(A run of entries)
%%

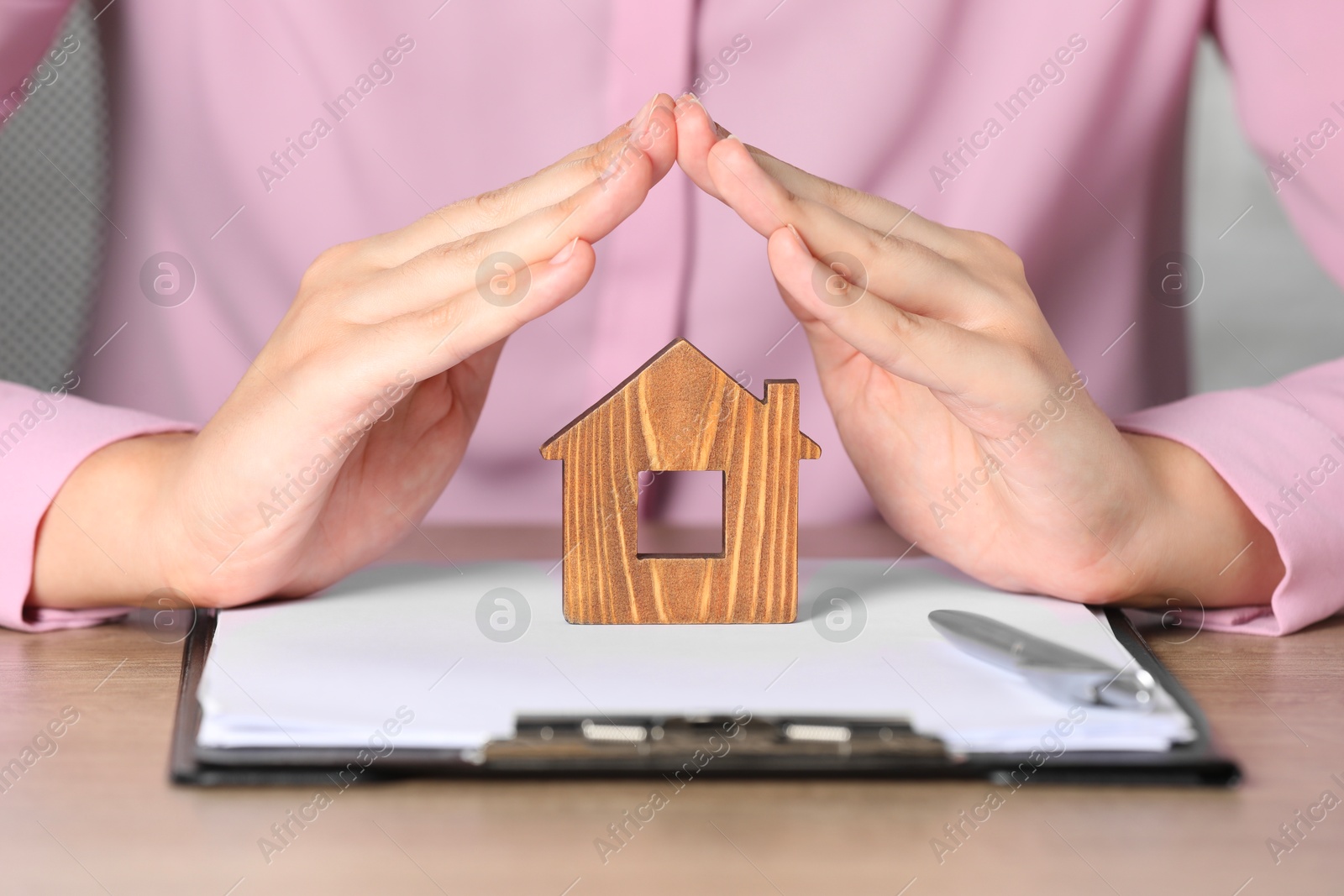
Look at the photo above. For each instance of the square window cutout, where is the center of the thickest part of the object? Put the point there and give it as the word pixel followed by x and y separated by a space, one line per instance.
pixel 701 492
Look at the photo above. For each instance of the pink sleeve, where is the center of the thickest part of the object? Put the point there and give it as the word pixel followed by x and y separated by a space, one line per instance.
pixel 1280 446
pixel 26 31
pixel 44 438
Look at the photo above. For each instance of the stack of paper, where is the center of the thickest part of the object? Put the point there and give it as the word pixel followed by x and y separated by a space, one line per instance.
pixel 454 654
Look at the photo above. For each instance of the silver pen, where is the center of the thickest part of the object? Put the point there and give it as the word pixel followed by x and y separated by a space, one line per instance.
pixel 1052 668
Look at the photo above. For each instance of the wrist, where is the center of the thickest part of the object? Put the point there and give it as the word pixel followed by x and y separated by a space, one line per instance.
pixel 107 537
pixel 1198 540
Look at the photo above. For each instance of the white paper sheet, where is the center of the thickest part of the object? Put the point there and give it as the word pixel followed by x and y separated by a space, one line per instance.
pixel 333 669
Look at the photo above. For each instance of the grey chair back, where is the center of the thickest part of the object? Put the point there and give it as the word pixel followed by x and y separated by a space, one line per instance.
pixel 54 179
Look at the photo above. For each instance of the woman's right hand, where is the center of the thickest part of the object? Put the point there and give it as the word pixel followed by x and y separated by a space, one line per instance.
pixel 308 470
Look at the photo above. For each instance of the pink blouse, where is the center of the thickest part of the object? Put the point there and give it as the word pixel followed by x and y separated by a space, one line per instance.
pixel 249 136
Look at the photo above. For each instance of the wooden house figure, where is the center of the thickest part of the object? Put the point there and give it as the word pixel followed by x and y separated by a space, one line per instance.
pixel 680 411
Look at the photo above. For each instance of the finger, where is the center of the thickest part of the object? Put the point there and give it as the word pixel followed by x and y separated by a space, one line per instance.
pixel 448 270
pixel 875 212
pixel 652 130
pixel 944 358
pixel 897 269
pixel 698 136
pixel 438 338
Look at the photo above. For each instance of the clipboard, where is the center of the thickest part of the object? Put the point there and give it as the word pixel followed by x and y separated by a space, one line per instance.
pixel 714 746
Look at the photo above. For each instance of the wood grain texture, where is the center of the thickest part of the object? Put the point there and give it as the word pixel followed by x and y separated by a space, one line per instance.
pixel 680 411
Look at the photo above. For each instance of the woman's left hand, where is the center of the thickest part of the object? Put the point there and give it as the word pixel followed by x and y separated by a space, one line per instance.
pixel 965 419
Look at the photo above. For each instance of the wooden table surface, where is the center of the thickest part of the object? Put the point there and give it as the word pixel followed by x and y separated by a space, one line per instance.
pixel 100 815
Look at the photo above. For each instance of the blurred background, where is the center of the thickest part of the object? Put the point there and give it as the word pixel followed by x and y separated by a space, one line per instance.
pixel 1261 284
pixel 1267 308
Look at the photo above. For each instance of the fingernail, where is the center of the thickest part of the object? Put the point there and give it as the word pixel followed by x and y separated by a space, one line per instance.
pixel 564 254
pixel 645 112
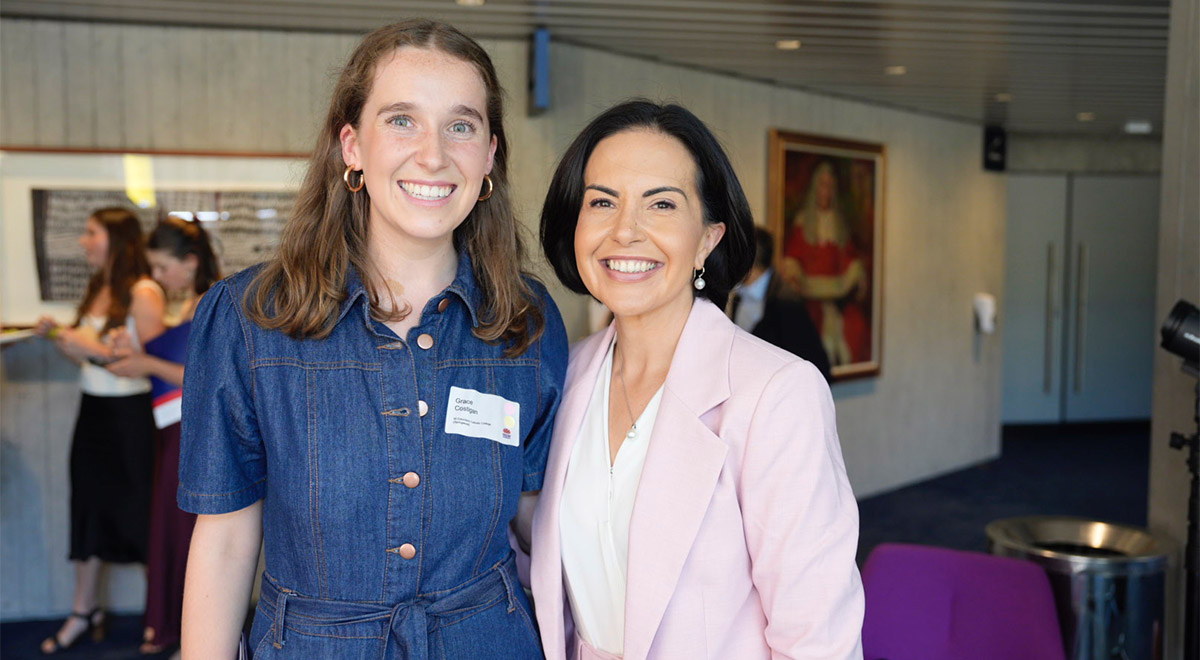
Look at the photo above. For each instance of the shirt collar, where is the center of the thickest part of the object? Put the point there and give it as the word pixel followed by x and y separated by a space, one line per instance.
pixel 463 286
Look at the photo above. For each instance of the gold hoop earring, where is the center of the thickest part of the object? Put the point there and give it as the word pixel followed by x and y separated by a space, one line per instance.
pixel 491 189
pixel 346 177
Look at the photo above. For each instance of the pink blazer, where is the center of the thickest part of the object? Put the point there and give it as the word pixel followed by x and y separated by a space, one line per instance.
pixel 744 529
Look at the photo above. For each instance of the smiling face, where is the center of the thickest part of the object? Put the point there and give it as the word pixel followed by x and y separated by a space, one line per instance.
pixel 423 143
pixel 94 241
pixel 641 229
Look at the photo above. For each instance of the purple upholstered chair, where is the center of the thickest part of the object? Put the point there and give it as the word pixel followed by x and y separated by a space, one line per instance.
pixel 935 604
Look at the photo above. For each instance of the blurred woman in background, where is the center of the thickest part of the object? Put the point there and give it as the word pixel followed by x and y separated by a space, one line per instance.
pixel 112 451
pixel 183 262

%%

#### Exercise goal:
Rewrite every entry above with "thickest part" swapped for "widest part" and all other wording left unchanged. Omit the pictures from your version.

#### Output of the exercise:
Look at the photo above. For each instance of the square window cutout, where is the center of the widest part of the object? Put the point there and give it as the word pixel followed by x and y separated by a space, one line per instance.
pixel 701 492
Look at the photo above. For each instance of the pink sleeve, where is the center of the widest part of the object? Put the point there and give it as the word pixel followed by x and y separated by a space, one line per instance.
pixel 1280 446
pixel 26 31
pixel 44 438
Look at the photo above. For each instance of the stack of paper, where is the center of the widest part of the object? Put the point there and give it as the word pixel followed by x and y separated by a space, one line per instance.
pixel 454 654
Look at the photo above. For each instance of the silver pen, where is the center of the widest part of the object? Put the point there and give it as the word pixel followed by x and y separated by a space, one line per instance.
pixel 1052 668
Look at the photo above. For each instance of the wrist, where is the center of the widest part of the object? Put the point there and give it as the word pixel followed by x and y separated by a space, one line per instance.
pixel 107 537
pixel 1198 540
Look at the photo above. For each instance of the white paper sheet, where is the center of the widest part of the object? Put the point there and give it as the word pixel followed by x and y separated by a space, one line per instance.
pixel 333 669
Look at the photo above. For each instance of the grey chair back, where is the center of the widest part of the object? Put the point there and give it as the word pixel followed by x and y separated by a space, one line per instance.
pixel 54 179
Look at the photo above. For each instance of the woman's right hand, where is the center of the widest part of the object? Put the point there and give it as the word pixel followed by x and y separated by a space, one line per instance.
pixel 308 470
Look at the photo above. For each instance of the pink blouse, where is the center of the widest part of the object? Put the point there and give it as the word pixel followed by x and y separated by a space, one line per instance.
pixel 249 136
Look at the photo above. For each instance of the wooden house figure, where is the center of the widest part of the object? Put the point there and give it as the word pixel followed by x and y separated by a space, one line per instance.
pixel 680 411
Look at the photo above. For each instance of the finger, where is the center of the widest part of the object? Put the point there and give it as the word pixel followed by x and y separated by a space, one line per instance.
pixel 448 270
pixel 875 212
pixel 652 130
pixel 944 358
pixel 897 269
pixel 698 136
pixel 438 338
Look at the photo above. For each instance of the clipboard, where is the center of the widest part of the object? Put the point there and give it as the word pixel followed by x and y separated by a space, one line per instance.
pixel 714 746
Look at the photo above. For each instance of the wood grain texture, where is the center of the widest part of the object? Put the point there and give it as the word pixel followed by x and y separated by a space, one line per instance.
pixel 680 411
Look at the photo above. For each instance of the woman's left hand, where is the center of the widest part of the object? Put the point there and give it as the word pixel followed by x and y separated by a space, one line per instance.
pixel 965 419
Look at the photo above. For each instance of the wooden table surface, where is the center of the widest part of the object? Put the point there and give it as the word pixel followed by x and y separated by a space, one line per instance.
pixel 100 815
Look at the photo above. For each instance of the blurred background, where is the center of the widest part of the object? Put the point there and give it as the word pixel followed by x and y separated by a space, one line per instance.
pixel 1261 284
pixel 1267 308
Look at the photo above. For each instance of the fingernail, where is the center of the widest part of the object? Put the point there and give it as the word pixel followed by x and y separated by a space, one line per instance.
pixel 564 254
pixel 645 112
Look at the photo above. For each instance of the shirt collar, where is the center of the widest part of the object? Put the point there and give it as the word pixel followed by x and y separated by a space, one line per instance.
pixel 463 286
Look at the photo above. For each instance of the gold hoop earring, where is the center of the widest part of the object? Put the point there and give it as the word pixel followed by x and y separated by a space, one line per instance.
pixel 491 189
pixel 346 177
Look at the photo above. For each instance of the pink blazer, where is the center of the widest part of the object? Put the point there and give it as the word pixel followed by x and y separated by a space, one line per instance.
pixel 744 529
Look at the photo above. For each instance of the smiling face, where is the center of the widest part of the object? Put the point there and give it as the word pixel followed by x and y separated by a space, one line per instance.
pixel 423 143
pixel 94 241
pixel 641 229
Look at the photo above. For each instance of the purple upholstered chair, where is the center of the widest part of the object? Put the point there and give it as the word pixel followed by x and y separated by a space, one line per instance.
pixel 935 604
Look at the photo above. For each instance of the blurred woman in background, where is the center of the widest part of the object? Put the point there and give it as the word pixel followed by x and y separated by a space, one line per instance.
pixel 112 451
pixel 183 262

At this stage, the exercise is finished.